■ **EXERCISE PROMPT**: Copy out, word for word, the stretch from the start of the records through the line containing "point(368, 262)", including that line.

■ **PROVIDED RECORDS**:
========================
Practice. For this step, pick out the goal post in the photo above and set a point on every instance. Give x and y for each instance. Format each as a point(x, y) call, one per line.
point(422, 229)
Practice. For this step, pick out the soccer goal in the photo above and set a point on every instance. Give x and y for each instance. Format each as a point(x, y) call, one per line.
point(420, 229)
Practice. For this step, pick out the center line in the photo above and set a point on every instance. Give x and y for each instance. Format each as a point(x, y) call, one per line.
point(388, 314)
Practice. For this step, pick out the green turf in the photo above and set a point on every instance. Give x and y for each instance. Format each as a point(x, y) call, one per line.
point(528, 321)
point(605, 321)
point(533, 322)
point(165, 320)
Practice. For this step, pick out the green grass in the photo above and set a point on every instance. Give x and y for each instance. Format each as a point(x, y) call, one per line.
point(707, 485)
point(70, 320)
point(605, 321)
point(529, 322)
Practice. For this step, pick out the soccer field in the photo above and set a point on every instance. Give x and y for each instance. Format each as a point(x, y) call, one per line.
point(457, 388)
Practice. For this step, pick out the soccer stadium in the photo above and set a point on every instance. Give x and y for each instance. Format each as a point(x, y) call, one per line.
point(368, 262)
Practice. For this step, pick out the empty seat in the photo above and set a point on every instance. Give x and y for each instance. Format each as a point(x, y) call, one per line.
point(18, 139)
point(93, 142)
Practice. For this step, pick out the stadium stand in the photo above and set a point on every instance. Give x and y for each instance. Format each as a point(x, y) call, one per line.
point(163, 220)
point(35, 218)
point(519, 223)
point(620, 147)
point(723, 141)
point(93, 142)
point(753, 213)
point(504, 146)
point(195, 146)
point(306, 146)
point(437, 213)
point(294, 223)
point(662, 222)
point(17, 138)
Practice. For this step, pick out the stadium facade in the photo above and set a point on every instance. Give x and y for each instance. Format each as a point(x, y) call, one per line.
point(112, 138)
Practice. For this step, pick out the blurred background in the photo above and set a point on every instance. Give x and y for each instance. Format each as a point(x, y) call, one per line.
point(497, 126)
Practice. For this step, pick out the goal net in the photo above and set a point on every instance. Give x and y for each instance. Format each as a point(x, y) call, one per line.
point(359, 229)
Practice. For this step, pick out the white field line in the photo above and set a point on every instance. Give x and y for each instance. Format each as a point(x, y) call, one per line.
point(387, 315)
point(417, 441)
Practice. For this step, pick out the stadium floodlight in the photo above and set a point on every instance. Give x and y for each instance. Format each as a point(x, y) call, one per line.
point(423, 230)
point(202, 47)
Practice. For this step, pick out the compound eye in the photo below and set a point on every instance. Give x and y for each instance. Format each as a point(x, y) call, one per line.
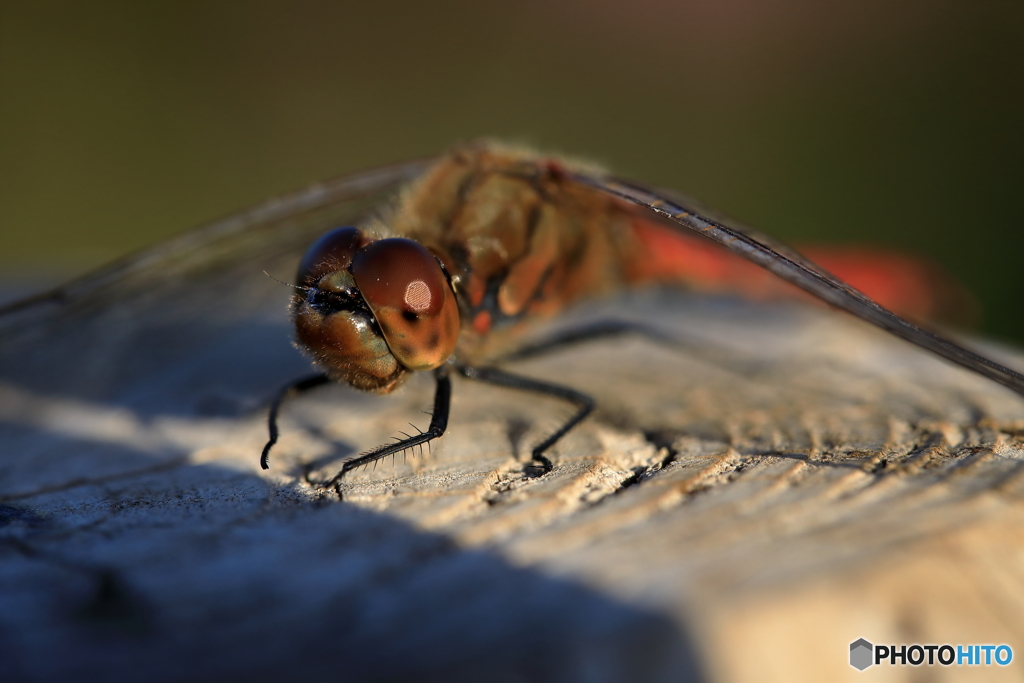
point(332, 252)
point(406, 288)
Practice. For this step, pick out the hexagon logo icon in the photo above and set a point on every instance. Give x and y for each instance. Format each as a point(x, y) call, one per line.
point(860, 654)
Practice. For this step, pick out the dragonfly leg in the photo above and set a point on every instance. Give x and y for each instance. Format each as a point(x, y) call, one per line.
point(438, 423)
point(300, 385)
point(583, 402)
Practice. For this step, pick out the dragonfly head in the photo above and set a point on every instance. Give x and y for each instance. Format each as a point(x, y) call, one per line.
point(370, 311)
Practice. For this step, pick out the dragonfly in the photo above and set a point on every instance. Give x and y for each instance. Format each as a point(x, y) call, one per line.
point(489, 239)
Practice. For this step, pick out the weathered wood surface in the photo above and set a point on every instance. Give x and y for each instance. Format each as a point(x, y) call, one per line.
point(739, 509)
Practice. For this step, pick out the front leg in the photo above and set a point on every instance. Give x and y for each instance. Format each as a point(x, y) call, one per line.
point(438, 423)
point(583, 402)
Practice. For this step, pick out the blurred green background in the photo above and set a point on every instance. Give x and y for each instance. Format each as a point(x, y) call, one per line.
point(853, 121)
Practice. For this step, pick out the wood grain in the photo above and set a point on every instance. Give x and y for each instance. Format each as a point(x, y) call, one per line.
point(743, 504)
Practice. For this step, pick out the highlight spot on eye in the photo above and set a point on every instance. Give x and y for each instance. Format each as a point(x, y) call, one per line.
point(418, 295)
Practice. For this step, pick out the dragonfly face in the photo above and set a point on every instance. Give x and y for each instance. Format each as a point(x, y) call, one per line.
point(369, 311)
point(522, 237)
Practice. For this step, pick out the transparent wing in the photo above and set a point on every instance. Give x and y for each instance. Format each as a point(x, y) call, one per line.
point(189, 312)
point(787, 264)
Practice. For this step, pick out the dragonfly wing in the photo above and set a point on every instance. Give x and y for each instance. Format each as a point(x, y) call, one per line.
point(147, 319)
point(678, 212)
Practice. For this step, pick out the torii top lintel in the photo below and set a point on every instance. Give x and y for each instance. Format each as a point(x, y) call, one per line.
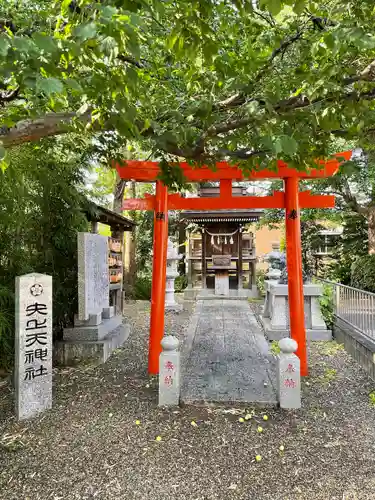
point(148, 171)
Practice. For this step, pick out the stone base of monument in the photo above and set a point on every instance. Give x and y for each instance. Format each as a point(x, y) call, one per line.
point(275, 318)
point(92, 342)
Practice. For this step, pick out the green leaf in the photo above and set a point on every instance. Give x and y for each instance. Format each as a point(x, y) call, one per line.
point(274, 6)
point(73, 84)
point(108, 12)
point(24, 45)
point(85, 31)
point(288, 145)
point(49, 86)
point(45, 42)
point(299, 6)
point(4, 45)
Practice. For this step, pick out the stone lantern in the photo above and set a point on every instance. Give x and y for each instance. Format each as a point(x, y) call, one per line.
point(172, 258)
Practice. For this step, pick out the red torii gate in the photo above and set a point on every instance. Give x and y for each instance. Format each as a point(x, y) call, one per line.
point(291, 199)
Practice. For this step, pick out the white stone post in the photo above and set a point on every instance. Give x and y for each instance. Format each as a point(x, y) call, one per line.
point(33, 345)
point(172, 258)
point(169, 372)
point(289, 375)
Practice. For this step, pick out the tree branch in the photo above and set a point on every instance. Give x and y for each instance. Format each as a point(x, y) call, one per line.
point(9, 95)
point(34, 129)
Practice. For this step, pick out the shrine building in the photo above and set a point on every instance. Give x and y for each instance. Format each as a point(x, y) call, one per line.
point(220, 245)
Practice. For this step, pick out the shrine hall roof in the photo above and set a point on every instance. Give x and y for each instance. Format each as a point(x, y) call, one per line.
point(237, 215)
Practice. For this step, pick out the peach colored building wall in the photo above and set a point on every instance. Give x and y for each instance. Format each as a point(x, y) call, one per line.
point(264, 237)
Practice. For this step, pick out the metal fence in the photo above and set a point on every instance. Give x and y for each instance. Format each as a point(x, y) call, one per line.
point(354, 306)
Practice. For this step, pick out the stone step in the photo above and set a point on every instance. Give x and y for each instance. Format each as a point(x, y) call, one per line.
point(93, 333)
point(74, 352)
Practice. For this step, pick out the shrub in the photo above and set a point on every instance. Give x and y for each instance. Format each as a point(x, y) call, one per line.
point(142, 288)
point(260, 278)
point(180, 283)
point(363, 273)
point(326, 305)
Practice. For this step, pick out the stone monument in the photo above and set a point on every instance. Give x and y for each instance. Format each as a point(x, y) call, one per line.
point(172, 258)
point(33, 345)
point(169, 372)
point(97, 331)
point(275, 318)
point(289, 375)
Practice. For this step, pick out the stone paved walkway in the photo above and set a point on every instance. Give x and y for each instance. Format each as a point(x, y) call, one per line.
point(226, 356)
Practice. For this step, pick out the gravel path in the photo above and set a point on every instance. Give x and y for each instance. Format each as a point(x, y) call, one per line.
point(89, 445)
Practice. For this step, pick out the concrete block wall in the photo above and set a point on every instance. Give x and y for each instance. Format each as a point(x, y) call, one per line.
point(360, 347)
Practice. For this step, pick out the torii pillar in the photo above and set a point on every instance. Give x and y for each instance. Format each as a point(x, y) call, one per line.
point(159, 266)
point(294, 267)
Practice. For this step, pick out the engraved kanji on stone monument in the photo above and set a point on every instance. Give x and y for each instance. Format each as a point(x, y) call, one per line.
point(93, 274)
point(169, 372)
point(33, 344)
point(289, 378)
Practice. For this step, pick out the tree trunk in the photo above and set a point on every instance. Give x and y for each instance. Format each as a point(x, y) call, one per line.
point(118, 195)
point(371, 230)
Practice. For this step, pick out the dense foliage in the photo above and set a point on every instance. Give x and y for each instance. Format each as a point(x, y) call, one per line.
point(363, 273)
point(40, 214)
point(205, 80)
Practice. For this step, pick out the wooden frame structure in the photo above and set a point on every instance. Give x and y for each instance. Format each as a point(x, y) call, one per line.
point(291, 199)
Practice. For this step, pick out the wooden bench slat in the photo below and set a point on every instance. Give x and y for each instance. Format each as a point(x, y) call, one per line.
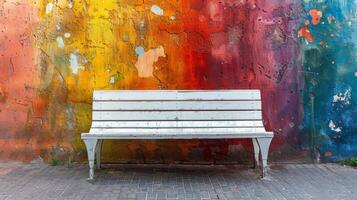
point(177, 95)
point(177, 130)
point(174, 105)
point(179, 135)
point(116, 124)
point(176, 115)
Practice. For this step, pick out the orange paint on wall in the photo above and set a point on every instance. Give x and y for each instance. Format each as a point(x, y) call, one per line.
point(19, 79)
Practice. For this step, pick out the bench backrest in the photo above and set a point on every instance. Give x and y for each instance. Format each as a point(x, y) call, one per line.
point(176, 108)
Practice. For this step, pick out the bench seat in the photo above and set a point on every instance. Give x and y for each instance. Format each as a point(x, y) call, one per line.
point(177, 114)
point(177, 133)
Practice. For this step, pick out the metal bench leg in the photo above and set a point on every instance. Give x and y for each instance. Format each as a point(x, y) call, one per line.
point(91, 145)
point(98, 153)
point(256, 152)
point(264, 144)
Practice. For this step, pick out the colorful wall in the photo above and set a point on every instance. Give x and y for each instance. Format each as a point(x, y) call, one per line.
point(300, 53)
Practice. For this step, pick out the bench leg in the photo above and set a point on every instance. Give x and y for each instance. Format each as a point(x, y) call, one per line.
point(256, 152)
point(91, 145)
point(264, 144)
point(98, 153)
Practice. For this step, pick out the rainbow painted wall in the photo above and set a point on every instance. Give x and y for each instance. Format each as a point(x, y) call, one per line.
point(301, 54)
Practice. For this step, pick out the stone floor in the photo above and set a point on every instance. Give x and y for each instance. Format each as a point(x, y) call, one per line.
point(285, 181)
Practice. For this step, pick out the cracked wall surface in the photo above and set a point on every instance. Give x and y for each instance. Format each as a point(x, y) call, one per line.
point(55, 53)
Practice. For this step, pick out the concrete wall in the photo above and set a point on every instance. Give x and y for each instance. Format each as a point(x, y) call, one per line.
point(53, 54)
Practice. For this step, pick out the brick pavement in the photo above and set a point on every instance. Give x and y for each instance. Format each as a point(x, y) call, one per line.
point(155, 182)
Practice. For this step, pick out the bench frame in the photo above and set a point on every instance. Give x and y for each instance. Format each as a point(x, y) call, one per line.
point(93, 142)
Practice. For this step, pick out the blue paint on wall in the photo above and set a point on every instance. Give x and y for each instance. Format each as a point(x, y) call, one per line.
point(330, 89)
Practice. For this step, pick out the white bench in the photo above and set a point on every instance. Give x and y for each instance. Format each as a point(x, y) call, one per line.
point(177, 114)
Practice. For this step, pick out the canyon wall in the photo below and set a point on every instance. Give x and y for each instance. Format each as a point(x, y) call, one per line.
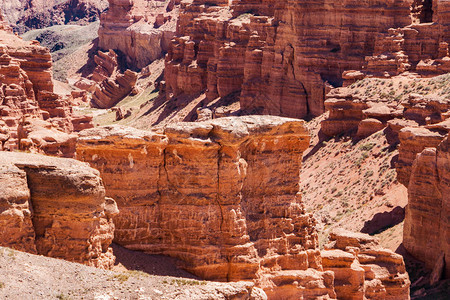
point(427, 222)
point(28, 103)
point(24, 15)
point(139, 29)
point(279, 57)
point(419, 126)
point(55, 207)
point(222, 196)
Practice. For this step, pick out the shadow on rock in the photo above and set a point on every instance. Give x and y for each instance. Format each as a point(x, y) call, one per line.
point(382, 221)
point(152, 264)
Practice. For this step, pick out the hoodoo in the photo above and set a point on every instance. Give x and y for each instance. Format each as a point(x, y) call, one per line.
point(223, 197)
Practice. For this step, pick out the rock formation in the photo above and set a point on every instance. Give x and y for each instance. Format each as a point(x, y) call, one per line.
point(277, 57)
point(427, 224)
point(24, 15)
point(112, 86)
point(55, 207)
point(27, 90)
point(363, 269)
point(222, 196)
point(140, 29)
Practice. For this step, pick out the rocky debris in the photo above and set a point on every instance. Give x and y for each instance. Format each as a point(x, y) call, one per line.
point(268, 57)
point(112, 86)
point(426, 228)
point(140, 29)
point(55, 207)
point(222, 196)
point(413, 140)
point(24, 15)
point(363, 268)
point(27, 90)
point(26, 276)
point(38, 136)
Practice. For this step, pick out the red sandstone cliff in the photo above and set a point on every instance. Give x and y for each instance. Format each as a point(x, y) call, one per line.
point(24, 15)
point(55, 207)
point(223, 197)
point(427, 223)
point(284, 56)
point(27, 97)
point(140, 29)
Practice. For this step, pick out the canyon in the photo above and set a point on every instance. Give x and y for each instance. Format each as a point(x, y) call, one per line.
point(179, 133)
point(197, 190)
point(73, 222)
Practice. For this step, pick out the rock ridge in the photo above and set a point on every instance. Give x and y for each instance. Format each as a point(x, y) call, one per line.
point(55, 207)
point(222, 196)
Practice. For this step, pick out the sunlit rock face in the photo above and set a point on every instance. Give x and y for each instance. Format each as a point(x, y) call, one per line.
point(55, 207)
point(427, 224)
point(222, 196)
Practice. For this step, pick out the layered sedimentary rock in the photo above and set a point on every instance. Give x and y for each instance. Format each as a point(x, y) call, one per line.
point(55, 207)
point(427, 224)
point(363, 269)
point(27, 89)
point(222, 196)
point(280, 57)
point(140, 29)
point(112, 86)
point(24, 15)
point(349, 112)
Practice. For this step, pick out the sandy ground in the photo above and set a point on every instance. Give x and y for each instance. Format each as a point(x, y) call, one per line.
point(27, 276)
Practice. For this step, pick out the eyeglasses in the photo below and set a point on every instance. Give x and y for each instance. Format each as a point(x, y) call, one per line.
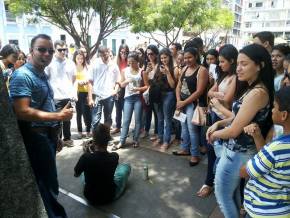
point(44, 50)
point(61, 49)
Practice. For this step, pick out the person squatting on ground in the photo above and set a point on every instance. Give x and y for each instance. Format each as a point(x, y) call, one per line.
point(33, 103)
point(104, 179)
point(252, 103)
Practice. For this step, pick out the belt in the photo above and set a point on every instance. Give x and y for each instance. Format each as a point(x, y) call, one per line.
point(44, 129)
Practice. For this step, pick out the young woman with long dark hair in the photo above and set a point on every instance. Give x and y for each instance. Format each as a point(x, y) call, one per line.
point(252, 103)
point(122, 62)
point(164, 78)
point(82, 107)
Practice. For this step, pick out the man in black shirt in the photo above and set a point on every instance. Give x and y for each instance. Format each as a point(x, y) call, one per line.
point(105, 180)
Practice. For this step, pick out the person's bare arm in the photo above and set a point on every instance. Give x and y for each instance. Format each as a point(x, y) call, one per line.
point(252, 103)
point(212, 90)
point(243, 172)
point(229, 94)
point(200, 88)
point(23, 111)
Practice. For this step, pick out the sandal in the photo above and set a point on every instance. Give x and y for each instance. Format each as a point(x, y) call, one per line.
point(180, 153)
point(204, 191)
point(116, 147)
point(157, 143)
point(135, 144)
point(153, 138)
point(164, 147)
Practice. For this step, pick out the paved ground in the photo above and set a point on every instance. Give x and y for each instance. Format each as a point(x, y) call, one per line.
point(170, 192)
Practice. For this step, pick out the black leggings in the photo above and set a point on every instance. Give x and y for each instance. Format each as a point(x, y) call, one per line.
point(84, 110)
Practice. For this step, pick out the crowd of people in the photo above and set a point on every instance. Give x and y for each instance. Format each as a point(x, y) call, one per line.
point(245, 93)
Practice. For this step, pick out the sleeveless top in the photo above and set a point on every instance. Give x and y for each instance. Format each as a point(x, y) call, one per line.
point(162, 82)
point(188, 86)
point(136, 82)
point(245, 142)
point(222, 87)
========================
■ **OUTPUT**:
Practice. For this step, pick out the goal post in the photo above and set a point on every instance. Give x and y for each instance. Format each as a point(x, y) call, one per line.
point(422, 229)
Practice. For this step, pick out the soccer goal in the photo above and set a point on every instance. Give x and y for each instance. Format each as a point(x, y) call, one per line.
point(420, 229)
Practice. For this step, pick out the center line in the photo above and set a point on every instance. Give x and y for each instance. Format each as a point(x, y) call, one per line.
point(388, 314)
Practice. For this step, pick out the green turf in the photo above and set a point on every instance. Give x and y for each instance. Format each as a point(x, y) call, one per line.
point(528, 321)
point(605, 321)
point(533, 322)
point(165, 320)
Practice. For this step, pick out the green grass in the photo above and set a point on every instance. Give x and y for each instance. Format each as a point(x, y) call, one per line.
point(707, 485)
point(70, 320)
point(605, 321)
point(529, 322)
Practice. For this step, pick out the soccer field in the photo above and set a point on every instance. Give x and y for each instance. Format each as a point(x, y) call, one per line.
point(457, 388)
Practice. For this step, pick out the soccer stadium in the photo above and set a point on every instance. Give x and y for each instance. Format each as a point(x, y) call, one per line.
point(368, 262)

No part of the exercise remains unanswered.